- What the exercise asks -
Repeat the text on somatic variant calling word for word, from "We generated normal" up to and including "publication or website.".

We generated normal and tumor test genomes by first applying to the human reference genome the sequence variation corresponding to a random human haplotype9 and to a predesigned catalog of somatic changes, and then simulating whole-genome sequencing at different depths of coverage (Online Methods, Supplementary Fig. 1 and Supplementary Table 1). To assess the applicability of SMUFIN in the current context of cancer genome analysis, we compared its performance with a representative set of somatic variant callers that are common parts of current pipelines for the analysis of tumor genomes: Mutect for SNVs3, and BreakDancer6, Pindel10, Delly7 and CREST11 for structural variants of different sizes (Supplementary Table 2). For the present comparison, we ran them as described in their companies' corresponding publication or website.

We first observed that the calling of somatic SNVs was nearly optimal and within the same range in Mutect and SMUFIN, with sensitivities of 97% and 92%, and specificities of 93% and 99%, respectively (Table 1 and Supplementary Table 3). On the other hand, the calling efficiency of somatic structural variants varied greatly between different methods, revealing clear differences when compared to SMUFIN. Some methods reached reasonable levels of sensitivity when the evaluation was restricted to the range of structural variants they were designed to detect (Pindel and Delly), but these dropped drastically when compared against the complete catalog of structural variations in the tumor (Supplementary Table 4). By contrast, SMUFIN was able to identify somatic structural variants with a sensitivity of 74% independently of the size of the structural variant, reaching >90% sensitivity when only structural variants larger than the read size were taken into account. SMUFIN's sensitivity for somatic SNV and structural variant calling is actually similar to that resulting from the combination of all the methods above: 94% versus 89% for SMUFIN.

Table 1: In silico assessment of variant calling

The downside of combining these methods as a strategy for variant calling is the low levels of specificity achieved. In fact, in terms of specificity, the values for the external structural variant callers were 29–77%, whereas SMUFIN reached values of 91% across all structural variants. We also tested for consistency at sensitivity level in the identification of medium structural variants (i.e., variant size of 5–500 bp), which constitute a group of variants that have been particularly challenging for structural variant-calling methods that rely on pre-aligned data. This analysis showed that only SMUFIN and Pindel, which has been specifically designed also for small structural variants, kept a similar sensitivity when compared with the identification of the total of structural variants (Supplementary Table 4). When further testing SMUFIN, Pindel and CREST using lower levels of in silico sequencing coverage, we observed an overall decrease in performance, both at sensitivity and specificity levels, at physical sequencing coverage below 20-fold (Supplementary Fig. 2).

- Supplied records -
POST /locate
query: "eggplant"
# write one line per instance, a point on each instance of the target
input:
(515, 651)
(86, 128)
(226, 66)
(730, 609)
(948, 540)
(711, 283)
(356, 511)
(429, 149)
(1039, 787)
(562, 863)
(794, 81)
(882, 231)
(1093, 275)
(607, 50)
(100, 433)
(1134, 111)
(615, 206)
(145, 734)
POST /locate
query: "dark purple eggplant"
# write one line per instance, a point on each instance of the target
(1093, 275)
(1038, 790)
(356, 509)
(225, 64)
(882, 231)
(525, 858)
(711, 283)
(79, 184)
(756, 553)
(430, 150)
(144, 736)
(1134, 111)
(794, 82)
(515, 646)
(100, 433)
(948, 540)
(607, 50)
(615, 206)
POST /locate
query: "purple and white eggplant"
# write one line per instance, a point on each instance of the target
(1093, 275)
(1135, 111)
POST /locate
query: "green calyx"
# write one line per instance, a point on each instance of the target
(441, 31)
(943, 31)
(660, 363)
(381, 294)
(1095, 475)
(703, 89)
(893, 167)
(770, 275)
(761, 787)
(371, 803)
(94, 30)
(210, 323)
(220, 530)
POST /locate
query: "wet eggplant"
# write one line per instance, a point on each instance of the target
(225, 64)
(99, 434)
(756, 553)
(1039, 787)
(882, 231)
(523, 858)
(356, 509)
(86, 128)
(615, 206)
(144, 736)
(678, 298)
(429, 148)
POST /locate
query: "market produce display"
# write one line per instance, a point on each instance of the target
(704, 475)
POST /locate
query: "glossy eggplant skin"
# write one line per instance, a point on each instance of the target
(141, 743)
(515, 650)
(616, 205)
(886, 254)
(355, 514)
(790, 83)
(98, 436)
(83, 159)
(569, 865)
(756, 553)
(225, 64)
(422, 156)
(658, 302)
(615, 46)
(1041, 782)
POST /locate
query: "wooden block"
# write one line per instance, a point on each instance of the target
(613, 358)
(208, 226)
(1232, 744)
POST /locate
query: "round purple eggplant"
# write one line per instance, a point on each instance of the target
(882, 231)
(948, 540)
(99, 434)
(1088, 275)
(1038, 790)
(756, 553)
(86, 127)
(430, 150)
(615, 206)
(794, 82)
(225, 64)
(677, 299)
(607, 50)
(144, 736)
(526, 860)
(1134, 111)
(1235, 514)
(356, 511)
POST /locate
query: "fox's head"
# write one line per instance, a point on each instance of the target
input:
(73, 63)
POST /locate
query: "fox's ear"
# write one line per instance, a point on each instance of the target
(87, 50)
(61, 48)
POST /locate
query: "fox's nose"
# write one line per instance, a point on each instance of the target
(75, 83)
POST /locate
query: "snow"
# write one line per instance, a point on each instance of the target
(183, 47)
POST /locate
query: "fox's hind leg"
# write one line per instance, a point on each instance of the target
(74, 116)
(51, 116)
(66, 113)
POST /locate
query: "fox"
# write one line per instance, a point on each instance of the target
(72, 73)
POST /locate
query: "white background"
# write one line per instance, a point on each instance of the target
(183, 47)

- Response to the exercise -
We generated normal and tumor test genomes by first applying to the human reference genome the sequence variation corresponding to a random human haplotype9 and to a predesigned catalog of somatic changes, and then simulating whole-genome sequencing at different depths of coverage (Online Methods, Supplementary Fig. 1 and Supplementary Table 1). To assess the applicability of SMUFIN in the current context of cancer genome analysis, we compared its performance with a representative set of somatic variant callers that are common parts of current pipelines for the analysis of tumor genomes: Mutect for SNVs3, and BreakDancer6, Pindel10, Delly7 and CREST11 for structural variants of different sizes (Supplementary Table 2). For the present comparison, we ran them as described in their companies' corresponding publication or website.